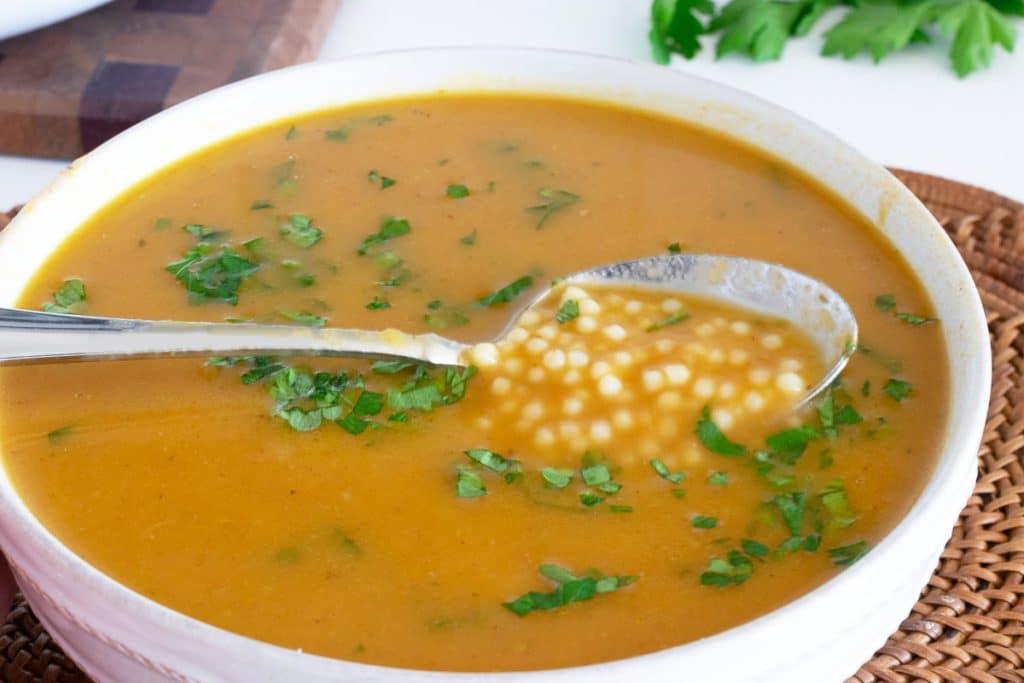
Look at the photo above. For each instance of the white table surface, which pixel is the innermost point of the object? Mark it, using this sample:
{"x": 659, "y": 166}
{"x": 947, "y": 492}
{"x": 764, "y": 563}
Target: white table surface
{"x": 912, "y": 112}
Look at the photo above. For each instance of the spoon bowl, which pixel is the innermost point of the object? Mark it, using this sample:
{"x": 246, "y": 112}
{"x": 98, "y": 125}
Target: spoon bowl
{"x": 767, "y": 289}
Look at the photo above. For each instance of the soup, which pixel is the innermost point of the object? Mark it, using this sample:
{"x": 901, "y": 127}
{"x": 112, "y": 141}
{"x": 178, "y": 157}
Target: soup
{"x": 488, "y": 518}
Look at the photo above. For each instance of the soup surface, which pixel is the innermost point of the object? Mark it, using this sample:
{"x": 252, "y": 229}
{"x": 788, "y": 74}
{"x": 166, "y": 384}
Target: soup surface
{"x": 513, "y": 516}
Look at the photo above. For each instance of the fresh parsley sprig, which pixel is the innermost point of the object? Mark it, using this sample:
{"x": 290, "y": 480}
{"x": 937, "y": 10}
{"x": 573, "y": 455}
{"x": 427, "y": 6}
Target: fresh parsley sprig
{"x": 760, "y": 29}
******
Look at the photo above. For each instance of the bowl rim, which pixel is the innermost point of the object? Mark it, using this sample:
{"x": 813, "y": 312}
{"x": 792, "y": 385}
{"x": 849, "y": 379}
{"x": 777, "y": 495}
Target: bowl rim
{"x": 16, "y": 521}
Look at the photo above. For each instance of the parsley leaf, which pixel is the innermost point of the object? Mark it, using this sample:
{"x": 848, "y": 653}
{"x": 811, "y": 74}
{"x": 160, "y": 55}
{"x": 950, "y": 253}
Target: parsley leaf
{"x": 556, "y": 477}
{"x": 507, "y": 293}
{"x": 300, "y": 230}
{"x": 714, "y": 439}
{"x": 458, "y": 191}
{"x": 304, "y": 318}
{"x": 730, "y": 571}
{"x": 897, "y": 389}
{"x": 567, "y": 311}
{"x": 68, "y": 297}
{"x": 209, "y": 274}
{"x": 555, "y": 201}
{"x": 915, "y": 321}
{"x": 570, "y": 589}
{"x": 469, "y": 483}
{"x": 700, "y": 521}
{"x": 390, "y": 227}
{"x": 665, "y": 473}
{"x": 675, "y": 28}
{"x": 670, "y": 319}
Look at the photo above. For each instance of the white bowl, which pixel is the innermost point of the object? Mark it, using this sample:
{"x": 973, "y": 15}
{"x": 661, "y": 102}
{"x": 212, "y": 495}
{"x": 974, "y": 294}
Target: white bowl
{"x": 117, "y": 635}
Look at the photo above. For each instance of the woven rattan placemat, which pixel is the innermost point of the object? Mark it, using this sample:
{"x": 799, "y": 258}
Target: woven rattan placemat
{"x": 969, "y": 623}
******
Given task: Which lines in the material above contain the string "sprig"? Select each one and copy it out in full.

Final result:
Look at the photo above. For each instance of the fresh parsley sprig, which pixel is the innermost point of the object? Mark it, using this sample:
Target: fresh parsley sprig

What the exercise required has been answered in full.